## [TO BE DONE]
Copy the lines of the material below exactly, from the line containing "Exercise. Identify every instance of the crop" through the line containing "(1328, 528)", both included.

[Material excerpted from a collection]
----------
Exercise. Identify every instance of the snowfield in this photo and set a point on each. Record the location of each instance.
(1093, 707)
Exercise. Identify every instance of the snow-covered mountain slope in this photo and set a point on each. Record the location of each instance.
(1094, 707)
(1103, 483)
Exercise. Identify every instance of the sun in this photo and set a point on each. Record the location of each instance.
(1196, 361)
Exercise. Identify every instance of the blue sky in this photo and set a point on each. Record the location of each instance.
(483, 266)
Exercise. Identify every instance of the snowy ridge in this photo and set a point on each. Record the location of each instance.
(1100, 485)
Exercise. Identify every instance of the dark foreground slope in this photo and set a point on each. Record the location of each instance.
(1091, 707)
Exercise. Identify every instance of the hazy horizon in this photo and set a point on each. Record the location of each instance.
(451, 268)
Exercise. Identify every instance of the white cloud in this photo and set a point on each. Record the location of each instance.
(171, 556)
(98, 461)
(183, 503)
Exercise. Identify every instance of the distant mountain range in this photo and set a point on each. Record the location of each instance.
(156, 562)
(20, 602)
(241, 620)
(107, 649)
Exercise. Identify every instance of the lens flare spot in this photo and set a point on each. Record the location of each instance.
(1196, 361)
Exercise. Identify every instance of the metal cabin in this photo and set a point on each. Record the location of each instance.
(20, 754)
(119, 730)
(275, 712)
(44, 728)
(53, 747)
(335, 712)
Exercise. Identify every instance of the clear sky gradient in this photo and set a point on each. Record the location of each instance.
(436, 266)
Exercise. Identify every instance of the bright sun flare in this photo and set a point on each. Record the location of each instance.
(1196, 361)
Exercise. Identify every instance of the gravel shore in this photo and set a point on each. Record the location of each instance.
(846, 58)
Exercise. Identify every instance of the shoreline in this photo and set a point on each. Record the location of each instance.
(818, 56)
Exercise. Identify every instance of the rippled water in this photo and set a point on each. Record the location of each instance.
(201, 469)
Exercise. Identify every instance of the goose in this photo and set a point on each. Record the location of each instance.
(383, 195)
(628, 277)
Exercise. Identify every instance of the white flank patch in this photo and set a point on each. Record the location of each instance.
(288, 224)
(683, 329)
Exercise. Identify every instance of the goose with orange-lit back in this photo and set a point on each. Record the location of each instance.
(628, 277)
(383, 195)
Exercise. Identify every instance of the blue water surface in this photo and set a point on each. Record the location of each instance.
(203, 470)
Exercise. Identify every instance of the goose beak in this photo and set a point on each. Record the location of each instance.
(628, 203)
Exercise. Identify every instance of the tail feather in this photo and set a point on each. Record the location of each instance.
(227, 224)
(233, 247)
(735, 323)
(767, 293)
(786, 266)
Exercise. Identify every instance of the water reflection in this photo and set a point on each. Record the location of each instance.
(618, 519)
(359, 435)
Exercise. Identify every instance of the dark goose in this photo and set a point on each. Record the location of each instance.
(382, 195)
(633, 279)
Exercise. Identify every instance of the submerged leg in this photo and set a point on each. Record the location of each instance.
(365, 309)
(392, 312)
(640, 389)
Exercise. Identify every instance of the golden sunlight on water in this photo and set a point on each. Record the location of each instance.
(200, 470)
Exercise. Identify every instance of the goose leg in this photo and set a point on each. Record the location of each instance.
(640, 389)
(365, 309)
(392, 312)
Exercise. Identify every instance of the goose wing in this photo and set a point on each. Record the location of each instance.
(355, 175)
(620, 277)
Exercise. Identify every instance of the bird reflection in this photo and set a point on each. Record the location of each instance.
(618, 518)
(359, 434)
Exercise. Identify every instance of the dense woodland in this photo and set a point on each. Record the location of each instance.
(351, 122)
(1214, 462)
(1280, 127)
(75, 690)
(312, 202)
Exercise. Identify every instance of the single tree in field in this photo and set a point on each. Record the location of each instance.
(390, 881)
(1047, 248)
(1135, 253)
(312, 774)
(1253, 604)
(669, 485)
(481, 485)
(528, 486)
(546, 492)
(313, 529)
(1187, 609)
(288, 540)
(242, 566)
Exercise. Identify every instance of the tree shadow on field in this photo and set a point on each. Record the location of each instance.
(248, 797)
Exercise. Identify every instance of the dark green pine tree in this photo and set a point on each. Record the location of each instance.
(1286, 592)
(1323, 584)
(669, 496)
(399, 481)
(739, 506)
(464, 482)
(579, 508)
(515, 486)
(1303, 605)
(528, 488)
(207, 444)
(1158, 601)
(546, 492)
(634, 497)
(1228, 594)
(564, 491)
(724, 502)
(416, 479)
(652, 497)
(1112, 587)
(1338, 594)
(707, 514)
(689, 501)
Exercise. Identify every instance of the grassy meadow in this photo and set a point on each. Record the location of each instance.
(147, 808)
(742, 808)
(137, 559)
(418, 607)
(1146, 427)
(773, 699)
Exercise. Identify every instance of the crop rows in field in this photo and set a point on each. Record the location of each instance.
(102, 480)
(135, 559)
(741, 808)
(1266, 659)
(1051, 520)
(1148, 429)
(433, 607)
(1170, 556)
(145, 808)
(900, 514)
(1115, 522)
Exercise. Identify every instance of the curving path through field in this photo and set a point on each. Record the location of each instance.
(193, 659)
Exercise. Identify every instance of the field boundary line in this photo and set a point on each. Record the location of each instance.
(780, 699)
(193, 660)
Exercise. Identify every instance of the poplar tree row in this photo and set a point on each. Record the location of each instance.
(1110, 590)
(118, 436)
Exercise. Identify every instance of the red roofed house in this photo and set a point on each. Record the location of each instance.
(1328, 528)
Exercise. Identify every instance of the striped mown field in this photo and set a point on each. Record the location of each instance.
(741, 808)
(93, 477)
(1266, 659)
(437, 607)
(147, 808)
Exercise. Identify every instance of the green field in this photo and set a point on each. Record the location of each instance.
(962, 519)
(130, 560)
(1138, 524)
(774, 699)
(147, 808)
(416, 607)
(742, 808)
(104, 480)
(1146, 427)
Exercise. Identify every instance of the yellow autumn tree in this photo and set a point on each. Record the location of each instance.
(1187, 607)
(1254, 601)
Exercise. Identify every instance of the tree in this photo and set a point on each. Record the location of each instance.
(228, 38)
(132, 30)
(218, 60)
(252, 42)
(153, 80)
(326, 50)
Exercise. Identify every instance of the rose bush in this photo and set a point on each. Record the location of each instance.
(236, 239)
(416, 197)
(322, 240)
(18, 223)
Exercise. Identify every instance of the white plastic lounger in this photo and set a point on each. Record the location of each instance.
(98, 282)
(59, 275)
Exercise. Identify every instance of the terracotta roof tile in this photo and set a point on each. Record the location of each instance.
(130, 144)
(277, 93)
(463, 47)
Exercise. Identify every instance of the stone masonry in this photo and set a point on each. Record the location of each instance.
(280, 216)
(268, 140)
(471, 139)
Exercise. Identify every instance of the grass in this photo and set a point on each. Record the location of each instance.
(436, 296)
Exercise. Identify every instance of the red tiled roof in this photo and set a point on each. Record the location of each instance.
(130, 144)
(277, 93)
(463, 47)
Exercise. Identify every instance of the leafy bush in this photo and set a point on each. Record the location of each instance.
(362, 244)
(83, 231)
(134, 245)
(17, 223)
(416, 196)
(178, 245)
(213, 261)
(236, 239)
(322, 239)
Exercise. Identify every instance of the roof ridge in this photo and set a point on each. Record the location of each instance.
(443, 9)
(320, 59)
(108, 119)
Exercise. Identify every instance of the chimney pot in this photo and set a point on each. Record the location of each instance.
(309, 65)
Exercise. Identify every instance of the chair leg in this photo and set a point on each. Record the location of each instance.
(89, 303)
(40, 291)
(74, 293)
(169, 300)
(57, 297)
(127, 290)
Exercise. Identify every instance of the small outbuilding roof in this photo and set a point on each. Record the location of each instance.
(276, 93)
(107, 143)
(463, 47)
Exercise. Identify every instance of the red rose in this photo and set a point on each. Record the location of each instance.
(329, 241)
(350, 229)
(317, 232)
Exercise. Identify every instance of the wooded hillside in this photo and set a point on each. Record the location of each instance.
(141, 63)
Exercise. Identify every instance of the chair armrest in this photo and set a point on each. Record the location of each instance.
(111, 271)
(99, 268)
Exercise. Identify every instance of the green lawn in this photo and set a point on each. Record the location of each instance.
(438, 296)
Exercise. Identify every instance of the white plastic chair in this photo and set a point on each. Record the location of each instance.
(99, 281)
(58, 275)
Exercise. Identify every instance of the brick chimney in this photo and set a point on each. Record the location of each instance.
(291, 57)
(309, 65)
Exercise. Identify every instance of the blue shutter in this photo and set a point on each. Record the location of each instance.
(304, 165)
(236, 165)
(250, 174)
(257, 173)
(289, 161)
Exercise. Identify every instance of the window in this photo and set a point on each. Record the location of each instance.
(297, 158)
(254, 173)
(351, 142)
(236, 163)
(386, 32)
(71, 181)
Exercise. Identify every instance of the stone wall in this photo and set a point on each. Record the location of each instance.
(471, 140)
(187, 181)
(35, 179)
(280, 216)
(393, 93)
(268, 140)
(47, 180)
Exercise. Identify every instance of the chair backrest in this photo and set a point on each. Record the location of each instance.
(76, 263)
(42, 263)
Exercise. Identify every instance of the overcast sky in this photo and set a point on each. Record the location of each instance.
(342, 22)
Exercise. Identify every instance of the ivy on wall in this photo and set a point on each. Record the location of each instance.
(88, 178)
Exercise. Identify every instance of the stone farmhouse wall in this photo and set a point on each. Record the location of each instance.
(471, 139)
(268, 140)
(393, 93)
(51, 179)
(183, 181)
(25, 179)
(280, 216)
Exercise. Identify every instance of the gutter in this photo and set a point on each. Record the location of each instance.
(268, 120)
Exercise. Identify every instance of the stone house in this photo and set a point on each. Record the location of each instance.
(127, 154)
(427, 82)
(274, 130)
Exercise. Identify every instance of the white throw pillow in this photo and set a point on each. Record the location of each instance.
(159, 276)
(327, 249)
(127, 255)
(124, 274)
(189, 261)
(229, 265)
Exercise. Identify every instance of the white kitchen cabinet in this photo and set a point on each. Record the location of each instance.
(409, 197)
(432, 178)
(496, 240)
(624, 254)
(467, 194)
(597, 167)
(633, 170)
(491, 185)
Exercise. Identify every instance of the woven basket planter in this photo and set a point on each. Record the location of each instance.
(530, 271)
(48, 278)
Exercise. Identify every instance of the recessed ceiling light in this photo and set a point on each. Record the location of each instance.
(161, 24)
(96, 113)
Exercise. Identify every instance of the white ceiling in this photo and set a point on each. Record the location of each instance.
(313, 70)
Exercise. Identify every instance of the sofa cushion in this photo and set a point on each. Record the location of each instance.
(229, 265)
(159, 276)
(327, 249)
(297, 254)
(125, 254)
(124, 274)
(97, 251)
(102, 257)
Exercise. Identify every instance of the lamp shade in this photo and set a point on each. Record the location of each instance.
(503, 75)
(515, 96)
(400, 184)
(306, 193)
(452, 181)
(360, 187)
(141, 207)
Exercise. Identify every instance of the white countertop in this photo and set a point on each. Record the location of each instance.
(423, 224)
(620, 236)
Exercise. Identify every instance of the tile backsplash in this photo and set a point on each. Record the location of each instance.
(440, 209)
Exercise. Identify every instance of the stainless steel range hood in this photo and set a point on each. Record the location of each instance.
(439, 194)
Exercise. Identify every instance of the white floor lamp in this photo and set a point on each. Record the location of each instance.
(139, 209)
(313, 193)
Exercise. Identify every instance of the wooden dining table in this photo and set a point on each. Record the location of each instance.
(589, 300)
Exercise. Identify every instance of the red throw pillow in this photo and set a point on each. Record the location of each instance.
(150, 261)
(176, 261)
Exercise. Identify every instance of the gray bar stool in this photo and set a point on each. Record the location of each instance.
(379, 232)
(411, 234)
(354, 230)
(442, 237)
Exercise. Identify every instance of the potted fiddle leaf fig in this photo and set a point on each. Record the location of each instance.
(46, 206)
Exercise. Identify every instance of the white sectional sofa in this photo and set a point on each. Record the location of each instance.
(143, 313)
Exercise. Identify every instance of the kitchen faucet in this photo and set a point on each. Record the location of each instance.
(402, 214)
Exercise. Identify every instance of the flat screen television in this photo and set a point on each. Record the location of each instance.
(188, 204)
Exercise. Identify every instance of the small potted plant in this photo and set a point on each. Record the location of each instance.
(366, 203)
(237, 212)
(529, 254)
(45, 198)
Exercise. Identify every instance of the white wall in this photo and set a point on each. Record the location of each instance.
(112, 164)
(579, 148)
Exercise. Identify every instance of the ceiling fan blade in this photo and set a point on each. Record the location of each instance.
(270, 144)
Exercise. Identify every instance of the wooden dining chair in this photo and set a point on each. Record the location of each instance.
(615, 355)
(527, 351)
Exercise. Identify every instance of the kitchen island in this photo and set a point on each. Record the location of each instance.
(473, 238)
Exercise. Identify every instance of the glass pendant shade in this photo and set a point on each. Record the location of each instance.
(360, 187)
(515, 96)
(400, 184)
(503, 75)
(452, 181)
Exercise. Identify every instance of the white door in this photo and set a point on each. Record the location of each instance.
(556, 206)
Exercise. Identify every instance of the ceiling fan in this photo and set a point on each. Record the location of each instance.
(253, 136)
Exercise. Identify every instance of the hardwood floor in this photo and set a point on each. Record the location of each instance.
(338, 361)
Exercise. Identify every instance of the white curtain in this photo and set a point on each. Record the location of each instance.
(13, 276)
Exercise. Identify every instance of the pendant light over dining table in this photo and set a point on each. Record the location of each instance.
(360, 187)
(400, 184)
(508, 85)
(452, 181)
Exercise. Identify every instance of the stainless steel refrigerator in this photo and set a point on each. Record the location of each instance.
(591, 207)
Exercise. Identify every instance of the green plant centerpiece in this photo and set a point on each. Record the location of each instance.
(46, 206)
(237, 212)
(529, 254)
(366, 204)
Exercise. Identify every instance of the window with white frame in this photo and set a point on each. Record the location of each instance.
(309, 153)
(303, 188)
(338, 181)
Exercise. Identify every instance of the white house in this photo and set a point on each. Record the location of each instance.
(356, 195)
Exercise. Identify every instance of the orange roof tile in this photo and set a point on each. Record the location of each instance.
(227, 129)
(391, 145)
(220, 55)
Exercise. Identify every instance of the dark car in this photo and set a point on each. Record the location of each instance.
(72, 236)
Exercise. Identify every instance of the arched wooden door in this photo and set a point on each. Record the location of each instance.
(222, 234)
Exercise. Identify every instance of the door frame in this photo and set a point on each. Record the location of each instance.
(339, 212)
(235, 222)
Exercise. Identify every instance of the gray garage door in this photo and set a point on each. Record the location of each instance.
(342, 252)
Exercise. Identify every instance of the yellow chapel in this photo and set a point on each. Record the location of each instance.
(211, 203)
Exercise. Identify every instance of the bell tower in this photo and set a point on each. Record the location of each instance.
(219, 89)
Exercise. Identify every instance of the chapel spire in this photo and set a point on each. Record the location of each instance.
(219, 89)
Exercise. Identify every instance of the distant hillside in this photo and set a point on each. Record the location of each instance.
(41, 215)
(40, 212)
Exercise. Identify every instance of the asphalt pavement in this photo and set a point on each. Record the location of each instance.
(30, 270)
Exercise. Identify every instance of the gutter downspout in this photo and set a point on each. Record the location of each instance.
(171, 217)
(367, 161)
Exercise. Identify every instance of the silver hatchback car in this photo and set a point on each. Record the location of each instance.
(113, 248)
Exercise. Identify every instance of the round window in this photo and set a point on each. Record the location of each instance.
----------
## [COMPLETE ANSWER]
Exercise. Identify every instance of the crop rows in field in this photo and set a point on each. Record the location of each instance.
(102, 480)
(135, 559)
(741, 808)
(1266, 659)
(1051, 520)
(1148, 429)
(433, 607)
(1170, 556)
(145, 808)
(900, 514)
(1115, 522)
Exercise. Identify every instance of the curving path through field in this photo and set a point on each. Record the location of each instance.
(193, 659)
Exercise. Identify every instance of the field boundary line in this photo and set a point on each. Record the location of each instance.
(780, 699)
(193, 660)
Exercise. Identify every instance of the poplar tree row in this photo and set a point on each. Record the location of each instance.
(1110, 590)
(118, 436)
Exercise. Identify every instance of the red roofed house in this photo and set a point on each. Record the location of each instance.
(1328, 528)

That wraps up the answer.